Copy out every line of the following listing word for word, without changing anything.

-- BEGIN Extracted data --

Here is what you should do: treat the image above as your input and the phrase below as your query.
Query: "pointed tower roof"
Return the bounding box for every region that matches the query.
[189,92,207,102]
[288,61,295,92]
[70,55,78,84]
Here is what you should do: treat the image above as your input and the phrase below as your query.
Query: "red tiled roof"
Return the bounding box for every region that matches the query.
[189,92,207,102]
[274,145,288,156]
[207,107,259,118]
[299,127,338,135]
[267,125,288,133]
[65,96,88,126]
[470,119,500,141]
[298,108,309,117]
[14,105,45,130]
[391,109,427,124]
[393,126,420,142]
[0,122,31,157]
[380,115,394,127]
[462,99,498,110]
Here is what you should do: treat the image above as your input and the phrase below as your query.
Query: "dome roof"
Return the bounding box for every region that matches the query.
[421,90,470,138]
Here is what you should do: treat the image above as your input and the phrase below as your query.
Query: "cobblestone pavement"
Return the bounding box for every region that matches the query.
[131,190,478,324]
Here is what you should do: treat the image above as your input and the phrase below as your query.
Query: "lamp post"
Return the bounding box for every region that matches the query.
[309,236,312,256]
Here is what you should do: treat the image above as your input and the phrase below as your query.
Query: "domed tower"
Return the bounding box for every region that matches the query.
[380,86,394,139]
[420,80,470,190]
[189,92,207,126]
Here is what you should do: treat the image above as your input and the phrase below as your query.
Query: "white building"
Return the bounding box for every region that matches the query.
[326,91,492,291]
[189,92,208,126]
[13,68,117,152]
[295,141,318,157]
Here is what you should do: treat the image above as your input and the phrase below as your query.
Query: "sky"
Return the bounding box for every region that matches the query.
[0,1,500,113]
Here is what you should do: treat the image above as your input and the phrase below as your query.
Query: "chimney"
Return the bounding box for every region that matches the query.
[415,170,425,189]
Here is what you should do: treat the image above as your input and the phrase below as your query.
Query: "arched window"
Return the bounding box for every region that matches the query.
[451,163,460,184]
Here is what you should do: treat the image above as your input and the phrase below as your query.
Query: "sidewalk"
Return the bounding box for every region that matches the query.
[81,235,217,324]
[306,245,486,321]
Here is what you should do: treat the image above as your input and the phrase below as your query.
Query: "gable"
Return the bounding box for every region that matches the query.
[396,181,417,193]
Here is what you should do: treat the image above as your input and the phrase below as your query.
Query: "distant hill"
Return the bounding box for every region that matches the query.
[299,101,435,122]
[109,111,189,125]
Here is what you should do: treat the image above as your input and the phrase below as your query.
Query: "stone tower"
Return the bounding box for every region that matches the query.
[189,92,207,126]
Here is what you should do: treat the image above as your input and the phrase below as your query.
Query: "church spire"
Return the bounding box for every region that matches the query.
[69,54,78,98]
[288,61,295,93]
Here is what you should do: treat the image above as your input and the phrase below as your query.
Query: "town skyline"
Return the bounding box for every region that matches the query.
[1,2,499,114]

-- END Extracted data --

* [Exercise response]
Here is what you should do: treat the image above as your input and the phrase below as your query.
Query: "pointed tower roof"
Return the bounding box for every region that matches the query.
[189,92,207,102]
[288,61,295,92]
[70,55,78,84]
Here is what you should do: treat the image above as your input and the phrase below as your query.
Query: "red tiled roof"
Return the bounding box for every region that matches the query.
[189,92,207,102]
[274,145,288,156]
[207,107,259,118]
[299,127,338,135]
[267,125,288,133]
[65,96,88,126]
[470,119,500,141]
[298,108,309,117]
[14,105,45,130]
[391,109,427,124]
[393,126,420,142]
[0,122,31,157]
[380,115,394,127]
[462,99,498,110]
Here is what you should do: treat the image above as your input and the phrase below as your query.
Query: "dome roof"
Return the bounding box for every region that matches the query.
[421,90,470,138]
Here is what you should do: treat the image above as your input and the phrase below as your query.
Query: "cobblestone pavement"
Return the bounding box for every region that matches the query.
[131,190,478,324]
Here is what you should do: treat the image above as your input and the phrase below as your query.
Query: "lamp post"
Return the bounding box for every region that matches the query.
[309,236,312,256]
Here is what you should do: treat the image above as your input and the phrase below as your query.
Query: "domed tower"
Return the bounding box for every region that matches the query.
[380,86,394,139]
[420,80,470,190]
[189,92,207,126]
Here is what you should do: treat the image above as your input and the phrase below as your query.
Query: "white building"
Return the bounding box for every region that matches the query.
[326,91,492,291]
[189,92,208,126]
[13,68,117,152]
[295,141,318,157]
Here is what you should do: treat the image above as your input and the phrase below as your query.
Query: "sky"
Return the bounding box for every region that matches the query.
[0,1,500,113]
Here is what you should do: treat the image above as your input and the phrase below as your query.
Query: "chimney"
Return the bounding box for every region that matches the query.
[415,170,425,189]
Here is what you should do: treat the image above as your input and the phrase below as your query.
Query: "arched window"
Return the bounding box for every region that matches the query.
[451,163,460,184]
Here is what you should do: treat the image above as your input and the phrase below as your query.
Query: "sidewalk"
Return the bounding box for every region that matches the query.
[81,235,217,324]
[306,245,486,321]
Here is what you should do: treat the image above as your input and the phrase below as your query.
Query: "gable"
Return the bounding box for every region that matches the query.
[396,181,417,193]
Here is what you should do: treat the image above as your input and the phrase below as your query.
Query: "distant hill"
Return the bounding box for every region that matches the query.
[299,101,435,122]
[109,111,189,125]
Here is what you should do: treat the image above as your input and the phrase below as your query.
Query: "stone tower"
Return the bounding box for every region that matches the query.
[189,92,207,126]
Here is what you should do: treat the image above as your input and the phrase below as your query.
Query: "church spire"
Return the bounding box for every region that matches the query.
[69,54,78,98]
[288,61,295,93]
Here is what you should do: treat the image above as your input and the phrase below as your query.
Query: "town skyline"
Return the bounding box for every region that matches the query.
[1,2,499,114]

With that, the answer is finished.